- **Aim**: From the post on XML parsing in Python below, extract the stretch from "Super Easy XML" through "Python XML processing.", copying it word for word.

- **Excerpt**:
----------

Super Easy XML Parsing in Python

Getting information I need out of XML is one of those tasks that occurs rarely enough that I never get to develop that profound understanding of XML documents and their parsing that we all so desire. It also means that every time I want to work with a piece of XML I have to re-learn the bare minimum of Python XML processing.

To fix this problem I am posting the snippet of bare-minimum, cheap XML processing code I usually come up with, using my latest XML processing problem as an illustration.

Be sure to advise me if I’m doing something dreadfully wrong, or if you’ve come up with a superior code snippet for processing XML that involves less cruft. Also stay tuned to my announcements page to see how this code is going to contribute to automatically adding birthdays to Google Calendar!

And finally here is how I get XML into a list of dictionaries where each dictionary contains the important values of the calendar entry elements for a piece of XML like this:

<entry>
		<id>

http://www.google.com/calendar/feeds/default/private/full/...

		</id>
		<published>
			2006-09-15T04:55:44.000Z
		</published>
		<updated>
			2006-09-15T04:55:44.000Z
		</updated>
		<category scheme=\"http://schemas.google.com/g/2005#kind\" term=\"http://schemas.google.com/g/2005#event\"/>
		<title type=\"text\">
			Mom\'s Birthday
		</title>
		<content type=\"text\"/>
		<link href=\"http://www.google.com/calendar/event?eid=...\" rel=\"alternate\" title=\"alternate\" type=\"text/html\"/>
		<link href=\"http://www.google.com/calendar/feeds/default/private/full/...\" rel=\"self\" type=\"application/atom+xml\"/>
		<link href=\"http://www.google.com/calendar/feeds/default/private/full/...\" rel=\"edit\" type=\"application/atom+xml\"/>
		<author>
			<name>
				....
			</name>
			<email>
				....
			</email>
		</author>
		<gd:comments>
			<gd:feedLink href=\"http://www.google.com/...\"/>
		</gd:comments>
		<gd:visibility value=\"http://schemas.google.com/g/2005#event.default\"/>
		<gd:eventStatus value=\"http://schemas.google.com/g/2005#event.confirmed\"/>
		<gd:transparency value=\"http://schemas.google.com/g/2005#event.opaque\"/>
		<gCal:sendEventNotifications value=\"true\"/>
		<gd:where valueString=\"\"/>
		<gd:when endTime=\"2006-09-21\" startTime=\"2006-09-20\">
			<gd:reminder minutes=\"2880\"/>
		</gd:when>
	</entry>

Here is the code. I just feed this function the raw xml returned by Google calendar and it gives me a list of dictionaries where each dictionary holds information from that event like title, and startdate. It’s not that complicated but I always get hung up on all that firstChild and data stuff so it’s easier for me to just copy this snippet and modify it for whatever XML I’m dealing with than redoing it each time.

----------

- **Data extract**:
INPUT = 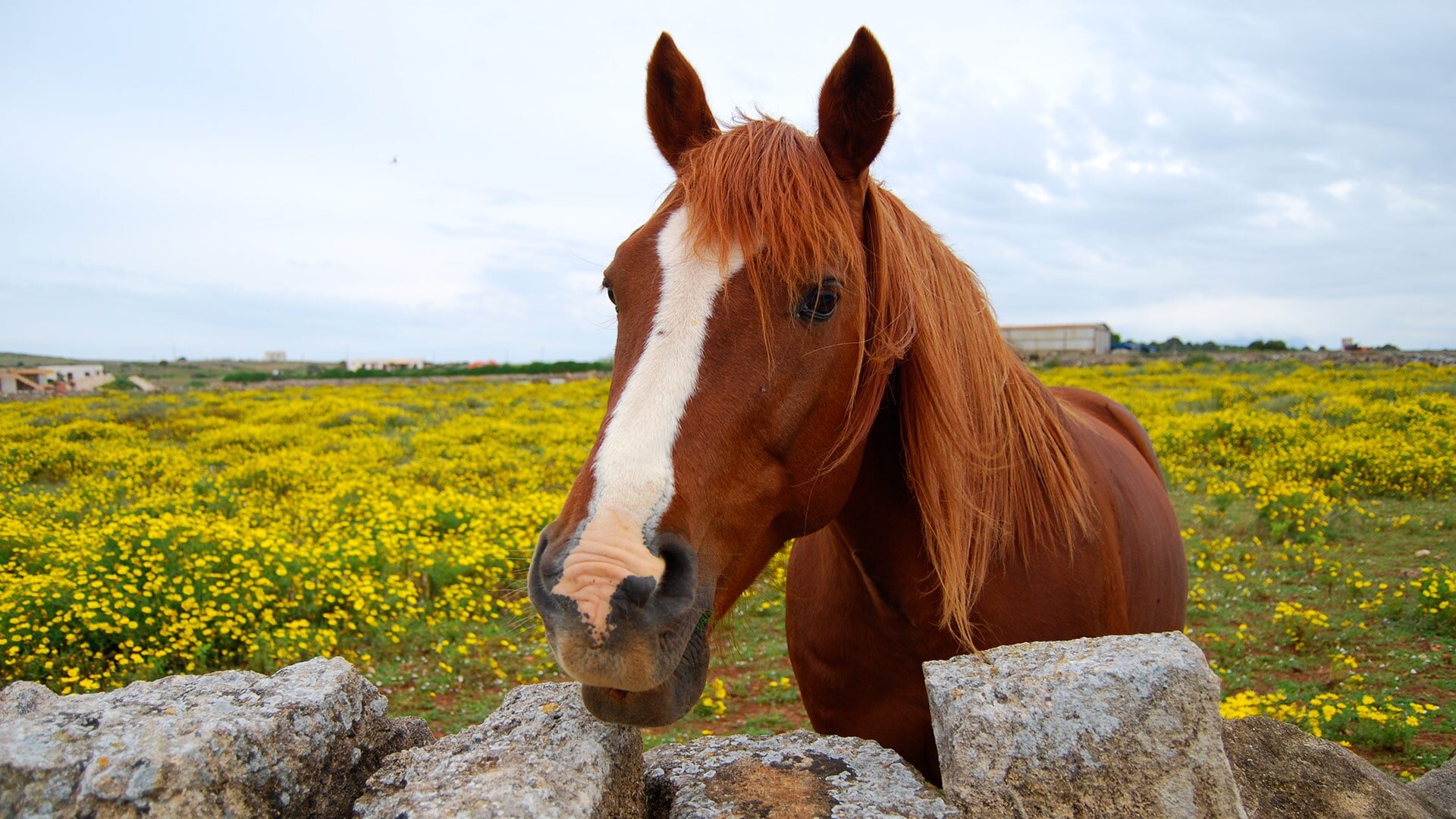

----------

- **Solved problem**:
Super Easy XML Parsing in Python

Getting information I need out of XML is one of those tasks that occurs rarely enough that I never get to develop that profound understanding of XML documents and their parsing that we all so desire. It also means that every time I want to work with a piece of XML I have to re-learn the bare minimum of Python XML processing.